● Work request: The word to look for is "white". Report every line of the entries below that has it.

-- Supplied material follows --

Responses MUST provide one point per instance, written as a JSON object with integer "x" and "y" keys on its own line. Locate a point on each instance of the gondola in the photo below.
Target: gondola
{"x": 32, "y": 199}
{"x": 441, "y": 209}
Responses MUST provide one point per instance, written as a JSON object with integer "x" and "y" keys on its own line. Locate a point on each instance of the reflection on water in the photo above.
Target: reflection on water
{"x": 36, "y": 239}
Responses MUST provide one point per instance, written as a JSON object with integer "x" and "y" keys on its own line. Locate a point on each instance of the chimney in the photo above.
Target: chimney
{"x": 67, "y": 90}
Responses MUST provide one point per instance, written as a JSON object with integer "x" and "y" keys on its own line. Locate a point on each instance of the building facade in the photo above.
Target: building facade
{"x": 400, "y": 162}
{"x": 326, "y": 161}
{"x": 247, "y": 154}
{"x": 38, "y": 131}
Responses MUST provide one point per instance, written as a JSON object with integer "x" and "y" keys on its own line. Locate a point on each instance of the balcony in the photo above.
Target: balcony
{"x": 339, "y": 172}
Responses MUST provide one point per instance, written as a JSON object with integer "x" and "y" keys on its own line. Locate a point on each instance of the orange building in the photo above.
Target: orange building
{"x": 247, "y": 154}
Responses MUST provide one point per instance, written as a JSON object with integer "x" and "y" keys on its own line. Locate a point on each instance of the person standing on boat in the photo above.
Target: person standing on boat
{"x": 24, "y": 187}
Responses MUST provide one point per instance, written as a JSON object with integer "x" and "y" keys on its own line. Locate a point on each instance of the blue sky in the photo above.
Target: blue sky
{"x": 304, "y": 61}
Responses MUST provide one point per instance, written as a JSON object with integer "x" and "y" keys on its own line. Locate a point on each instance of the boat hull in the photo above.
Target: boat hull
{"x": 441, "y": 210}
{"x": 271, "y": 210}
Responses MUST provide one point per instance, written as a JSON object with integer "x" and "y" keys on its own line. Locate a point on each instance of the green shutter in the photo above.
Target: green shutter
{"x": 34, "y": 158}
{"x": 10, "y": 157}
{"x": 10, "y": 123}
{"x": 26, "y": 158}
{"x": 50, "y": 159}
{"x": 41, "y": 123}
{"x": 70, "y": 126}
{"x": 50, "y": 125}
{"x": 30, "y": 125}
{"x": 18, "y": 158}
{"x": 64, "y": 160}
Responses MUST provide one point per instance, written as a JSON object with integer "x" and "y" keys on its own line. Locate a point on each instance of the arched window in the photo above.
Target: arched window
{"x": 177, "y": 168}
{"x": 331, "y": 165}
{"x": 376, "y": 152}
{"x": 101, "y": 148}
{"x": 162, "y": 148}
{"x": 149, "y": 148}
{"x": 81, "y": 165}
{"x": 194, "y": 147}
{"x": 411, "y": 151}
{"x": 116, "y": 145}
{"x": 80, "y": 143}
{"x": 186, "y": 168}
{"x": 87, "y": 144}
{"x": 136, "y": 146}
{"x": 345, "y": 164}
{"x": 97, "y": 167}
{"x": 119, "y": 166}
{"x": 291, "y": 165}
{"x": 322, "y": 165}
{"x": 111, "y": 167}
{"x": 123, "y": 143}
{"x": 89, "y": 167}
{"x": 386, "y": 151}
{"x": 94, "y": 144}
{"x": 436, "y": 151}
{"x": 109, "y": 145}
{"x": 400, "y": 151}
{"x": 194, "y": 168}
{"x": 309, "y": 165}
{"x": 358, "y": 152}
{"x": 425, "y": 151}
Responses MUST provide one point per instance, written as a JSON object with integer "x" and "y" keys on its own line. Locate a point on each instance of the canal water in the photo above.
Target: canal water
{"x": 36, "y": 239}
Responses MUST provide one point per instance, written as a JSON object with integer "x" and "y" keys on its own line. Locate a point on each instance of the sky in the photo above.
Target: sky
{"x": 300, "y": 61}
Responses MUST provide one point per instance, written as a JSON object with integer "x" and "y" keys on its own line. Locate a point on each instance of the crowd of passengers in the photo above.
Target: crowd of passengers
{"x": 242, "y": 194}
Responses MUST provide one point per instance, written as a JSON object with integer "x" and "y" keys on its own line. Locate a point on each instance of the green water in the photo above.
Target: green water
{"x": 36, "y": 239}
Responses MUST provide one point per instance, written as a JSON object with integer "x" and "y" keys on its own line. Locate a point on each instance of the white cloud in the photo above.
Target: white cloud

-- Supplied material concluded --

● The completed task:
Responses MUST provide one point per instance, written as a JSON object with integer "x" and "y" keys on its own line. Locate a point on each instance of the white cloud in the photo above.
Target: white cloud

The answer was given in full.